[SOURCE]
On peut trouver M. Paradis un peu cynique, mais il faut lui reconnaître un certain flair politique. S'il commence à laisser échapper ce genre de remarques, c'est aussi qu'il sent que la dérive à droite du PLQ crée un risque de collision avec une bonne partie de la population, qui demeure malgré tout attachée à l'héritage de la Révolution tranquille. Pour l'heure, les militants libéraux sont grisés par la victoire, mais M. Paradis sait bien qu'ils ne sont jamais aussi heureux qu'au centre.

Le rôle qu'il prétend se donner comporte également des risques. Privé d'une place au cabinet qu'il pouvait légitimement escompter, il n'est pas astreint à la solidarité ministérielle, mais sa marge de manoeuvre demeure étroite. Entre la liberté d'expression et la dissidence coupable, la ligne est souvent très fine au sein d'un parti politique.

[DÉFIS]
a – Recopiez mot pour mot le passage de l'extrait sur M. Paradis situé entre « On peut trouver » et « d'un parti politique. », bornes comprises.
b – Résumez plus brièvement le paragraphe de l'extrait sur M. Paradis qui commence par « Le rôle qu'il prétend se donner », sans en perdre les faits essentiels.
c – Écrivez la suite de l'extrait sur M. Paradis, à partir de sa dernière phrase.

[LIGNES ENREGISTRÉES]
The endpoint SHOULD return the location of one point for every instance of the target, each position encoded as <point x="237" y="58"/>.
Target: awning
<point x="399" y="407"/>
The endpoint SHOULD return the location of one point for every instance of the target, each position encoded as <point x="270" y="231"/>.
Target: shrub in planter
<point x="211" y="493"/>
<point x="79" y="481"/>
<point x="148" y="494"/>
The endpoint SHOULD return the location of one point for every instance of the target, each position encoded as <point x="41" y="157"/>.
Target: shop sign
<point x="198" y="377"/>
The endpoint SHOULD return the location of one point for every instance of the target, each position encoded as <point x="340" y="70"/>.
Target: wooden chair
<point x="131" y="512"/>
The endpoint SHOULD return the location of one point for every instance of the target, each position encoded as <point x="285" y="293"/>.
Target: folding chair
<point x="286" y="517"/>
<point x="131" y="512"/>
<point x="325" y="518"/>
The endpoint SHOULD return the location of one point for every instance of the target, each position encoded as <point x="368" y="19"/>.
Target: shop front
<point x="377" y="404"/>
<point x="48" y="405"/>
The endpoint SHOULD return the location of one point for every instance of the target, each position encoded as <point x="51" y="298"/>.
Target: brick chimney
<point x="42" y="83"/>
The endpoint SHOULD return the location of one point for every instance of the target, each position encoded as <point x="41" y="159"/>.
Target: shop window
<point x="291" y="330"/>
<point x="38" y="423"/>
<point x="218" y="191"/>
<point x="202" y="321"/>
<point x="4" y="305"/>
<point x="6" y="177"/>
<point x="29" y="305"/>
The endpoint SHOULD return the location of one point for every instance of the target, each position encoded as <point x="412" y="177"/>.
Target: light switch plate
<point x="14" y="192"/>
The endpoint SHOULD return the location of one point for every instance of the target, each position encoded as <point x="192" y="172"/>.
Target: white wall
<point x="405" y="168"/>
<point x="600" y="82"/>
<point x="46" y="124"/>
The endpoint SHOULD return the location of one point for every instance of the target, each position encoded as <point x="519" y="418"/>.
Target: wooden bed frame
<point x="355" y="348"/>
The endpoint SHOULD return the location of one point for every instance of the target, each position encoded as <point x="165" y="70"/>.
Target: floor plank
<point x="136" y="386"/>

[RÉPONSES]
a –
On peut trouver M. Paradis un peu cynique, mais il faut lui reconnaître un certain flair politique. S'il commence à laisser échapper ce genre de remarques, c'est aussi qu'il sent que la dérive à droite du PLQ crée un risque de collision avec une bonne partie de la population, qui demeure malgré tout attachée à l'héritage de la Révolution tranquille. Pour l'heure, les militants libéraux sont grisés par la victoire, mais M. Paradis sait bien qu'ils ne sont jamais aussi heureux qu'au centre.

Le rôle qu'il prétend se donner comporte également des risques. Privé d'une place au cabinet qu'il pouvait légitimement escompter, il n'est pas astreint à la solidarité ministérielle, mais sa marge de manoeuvre demeure étroite. Entre la liberté d'expression et la dissidence coupable, la ligne est souvent très fine au sein d'un parti politique.

b – Le rôle que M. Paradis veut se donner est risqué. Sans poste au cabinet, qu'il pouvait légitimement espérer, il échappe à la solidarité ministérielle, mais sa marge de manoeuvre reste étroite. Dans un parti, la frontière entre liberté d'expression et dissidence coupable est souvent très mince.

c –
M. Paradis dit se donner l'été pour réfléchir à son avenir, mais si le respect des valeurs libérales lui tient tellement à coeur, cela devient un devoir de continuer à militer au sein du PLQ et, en conséquence, de demeurer député. D'ailleurs, pourquoi partir? Sa famille est pratiquement élevée, son bureau d'avocats lui permet d'arrondir les fins de mois et il adore la politique. Surtout, pourquoi ferait-il ce plaisir à M. Charest? La farce est beaucoup trop drôle pour y mettre fin.